- **Requests**:
a: Answer these questions using the post about the Delano 12 Hour race, one line per answer, marked the same way:
(i) At what time did all three race options begin?
(ii) How warm was it on the afternoon of Wednesday, March 4?
(iii) Which organization would benefit from the event's proceeds?
b: Continue the post about the Delano 12 Hour race, starting after its final sentence.

A couple of posts ago, I mentioned Marathon Maniacs, so today the promised more details are ready to share. First, though, a little about the latest race endeavor.
For reasons that may become clear by the end of this write-up, I decided to sign up for the Delano 12 Hour race in Decatur, AL. This race is on a one mile loop in a rather simple park just a few blocks from downtown. I had heard of a similar race in Georgia, and when I was describing it to someone, they said it sounds like Delano, which is less than 20 miles away from from my home. There are three options for the race which all began at 6:00 AM on March 7, 2015. There is a 50-Mile Solo, where the runner makes 50 loops as fast as they can; a 12 Hour Relay, where teams of 2-4 take turns running the loop for 12 hours; and a 12 Hour Solo, where one individual runs as many loops as they can or want before 6:00 PM. I did not know if I could do the 50 miles, so I opted for the 12 hours. As with all my races, I set a minimum and then a "in my dreams" goal. For this one, since it was based on distance, that was 31 miles (or 50 kilometers) and thought maybe I could get 50.
|1 mile route through Delano Park, Decatur, AL|
Either way, as long as I made it past 26.2 miles, this would be my first "ultramarathon" or ultra. For those unfamiliar with that term, the official marathon distance is 26.2, and an ultra is technically anything longer than that. Also, any race that is not not 26.2 miles is NOT a marathon-just a little distance runner pet-peeve.
The 26 to 55 has in the title has a dual meaning. One of those is the morning low and afternoon high temperature for the day. North Alabama has been experiencing a strange weather pattern recently. In fact, our area went from 77 degrees on the afternoon of Wednesday, March 4, to an ice storm the next morning. This meant work was closed on Thursday and Friday before the race. I did have a major webinar that I had to present to NASA IT folks all over the country on Thursday, so it was not as relaxed as it might have been. Still, I got the benefit of some extra rest and better access to carbs leading up to the race. On Friday afternoon, I made a trip to Montevallo University to take my son to an Honor Band event. I made it back by 9:00 and promptly got my things ready and hit the sack. By 3:00 AM Saturday, my mind was starting to go into race mode, so I tried to relax and rest more, with plans to to be on the road by 5:00. During this "can't sleep" time, I thought back to the worship service before the Mercedes Marathon and tried to focus my thoughts on the Creator and Sustainer and pray for those racing, those volunteering and those who would benefit from the proceeds of the event (Developmentally Disabled Persons of North Alabama).
I arrived at the race in time to pick up the packet, which included: a cotton T-shirt, race bib, timing chip, some nice giveaway items from 3M, a drinking glass and a plaque engraved with my name and "Delano Park 12 Hour, March 7, 2015". Below that was a space for a smaller plate that would be filled in after the race with the total number of miles or loops.

- **Provided information**:
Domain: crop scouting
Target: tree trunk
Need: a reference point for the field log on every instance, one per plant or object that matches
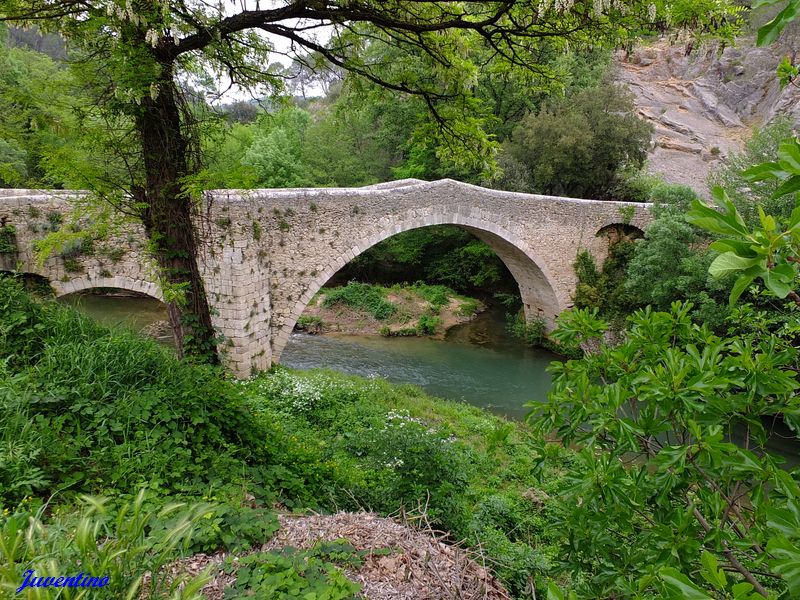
(167, 218)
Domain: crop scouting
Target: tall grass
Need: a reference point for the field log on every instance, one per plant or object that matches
(87, 409)
(122, 543)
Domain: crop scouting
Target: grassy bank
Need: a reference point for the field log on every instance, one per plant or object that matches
(86, 410)
(400, 310)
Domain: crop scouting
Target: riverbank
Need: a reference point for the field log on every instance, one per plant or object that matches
(397, 311)
(116, 413)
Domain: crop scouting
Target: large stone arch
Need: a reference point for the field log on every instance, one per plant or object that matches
(536, 285)
(62, 288)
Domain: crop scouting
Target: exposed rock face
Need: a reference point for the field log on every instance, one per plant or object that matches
(704, 106)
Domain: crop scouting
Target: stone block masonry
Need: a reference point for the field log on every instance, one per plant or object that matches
(265, 253)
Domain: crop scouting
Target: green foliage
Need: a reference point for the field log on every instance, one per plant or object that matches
(747, 192)
(121, 542)
(275, 154)
(313, 574)
(445, 255)
(310, 324)
(770, 31)
(671, 262)
(83, 407)
(655, 498)
(362, 296)
(392, 447)
(768, 252)
(605, 289)
(427, 324)
(581, 145)
(8, 239)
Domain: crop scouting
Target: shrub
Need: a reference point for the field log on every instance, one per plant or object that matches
(427, 324)
(8, 239)
(92, 409)
(583, 144)
(362, 296)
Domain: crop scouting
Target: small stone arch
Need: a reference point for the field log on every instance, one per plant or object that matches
(615, 232)
(120, 282)
(538, 288)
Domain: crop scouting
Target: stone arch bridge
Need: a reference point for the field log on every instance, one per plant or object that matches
(265, 253)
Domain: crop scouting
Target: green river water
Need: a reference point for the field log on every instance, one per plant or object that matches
(478, 362)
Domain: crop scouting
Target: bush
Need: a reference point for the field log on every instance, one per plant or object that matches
(361, 296)
(427, 324)
(582, 145)
(747, 195)
(88, 409)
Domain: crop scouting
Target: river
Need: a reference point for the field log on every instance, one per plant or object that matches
(477, 362)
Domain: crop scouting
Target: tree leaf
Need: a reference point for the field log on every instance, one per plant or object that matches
(740, 286)
(740, 247)
(789, 186)
(785, 561)
(710, 219)
(679, 587)
(730, 262)
(776, 284)
(711, 572)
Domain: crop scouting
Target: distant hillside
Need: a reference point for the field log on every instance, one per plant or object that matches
(703, 106)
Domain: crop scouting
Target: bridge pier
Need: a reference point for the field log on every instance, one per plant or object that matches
(265, 253)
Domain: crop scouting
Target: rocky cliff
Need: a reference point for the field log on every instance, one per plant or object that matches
(704, 105)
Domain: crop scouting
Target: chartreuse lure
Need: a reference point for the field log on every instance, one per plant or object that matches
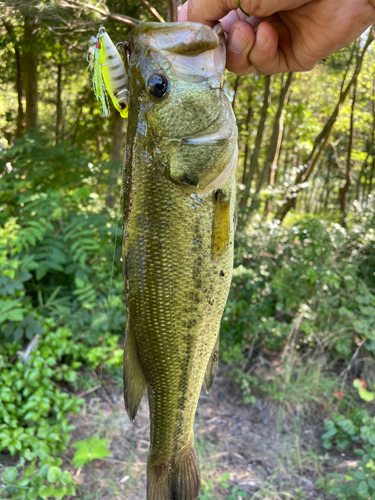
(109, 75)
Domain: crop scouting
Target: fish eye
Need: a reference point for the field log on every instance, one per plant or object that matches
(158, 85)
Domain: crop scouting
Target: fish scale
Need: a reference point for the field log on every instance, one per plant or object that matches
(178, 238)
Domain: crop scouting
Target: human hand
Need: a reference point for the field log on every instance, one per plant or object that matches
(282, 35)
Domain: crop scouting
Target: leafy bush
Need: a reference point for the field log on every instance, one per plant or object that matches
(89, 449)
(357, 427)
(46, 482)
(311, 270)
(33, 408)
(358, 483)
(59, 246)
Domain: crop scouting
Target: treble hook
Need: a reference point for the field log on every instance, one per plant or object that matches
(128, 52)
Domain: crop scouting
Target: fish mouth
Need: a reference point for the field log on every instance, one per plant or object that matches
(222, 135)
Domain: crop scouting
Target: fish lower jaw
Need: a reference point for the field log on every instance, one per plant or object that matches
(225, 174)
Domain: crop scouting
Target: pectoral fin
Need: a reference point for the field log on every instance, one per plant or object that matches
(134, 380)
(220, 224)
(209, 376)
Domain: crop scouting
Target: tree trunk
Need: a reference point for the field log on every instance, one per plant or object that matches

- **Per-task outputs**:
a:
(i) 6:00 AM
(ii) 77 degrees
(iii) Developmentally Disabled Persons of North Alabama

b:
The day started out very cold, we'll call it 26 degrees as the title suggests (but it may have been a little cooler). We were warned that there was ice on several locations on the winding path, and before I knew it, I was running. I started at a comfortable pace and before I knew it I had the distance of a Half Marathon behind me in just over 2 hours. With the long day, I knew I needed to get some fluids and food in me, so I stopped briefly. During this stop, I also did something that I would find myself doing frequently this day: getting the rocks out of my shoes. Then ran through to mile 18. At this point, the temperature had risen, so it was time to go to shorts and a T-shirt. I really took it easy for the next 6 miles, then made a plan to run through to the 50K mark. I hit the marathon distance right at 5 hours and then 50K (31 miles) was completed at 5:59:03.
For a large part of the day, we also had some Sandhill Cranes that are spending the winter at the Wheeler Wildlife Refuge circling above and making a lot of noise. It was a neat thing to see and hear. By noon, all the ice had turned to mud. I stopped to change my socks and then started back walking. At this point and I called my mom to check on her. She was thinking I had done enough running and I assured her that I would not overdo it for the rest of the day. I knew I could stop any time I wanted. I also had a new goal in mind and that was to complete 53 miles, which would be a little bit longer than two full marathons. I also thought to myself that 55 would be a nice round number, but wasn't sure I could do it.
|Cool effect by Gregg Gelmis at Mile 41|
So, now you can see the second meaning in the 26 to 55 title. The furthest I have ever raced, is now 55 MILES, instead of 26. In the end, I don't see ultra racing being something that I will do much. Still, if there is one thing that running has taught me, never say, "Never". I can't really disagree with the people who think I'm crazy. When I tell them that it was a one-mile loop, they really go crazy. I can see their point, but for me running my first ultra, this was the perfect setup. It was so nice to know that I was never more than a mile away from anything I needed.
At this point, 4 days later, I feel tired, but mostly recovered. The losing an hour for the Daylight Savings Time change didn't help, since I still was at church early for a full day of activities. It has been raining A LOT this week, too, which always makes me feel tired.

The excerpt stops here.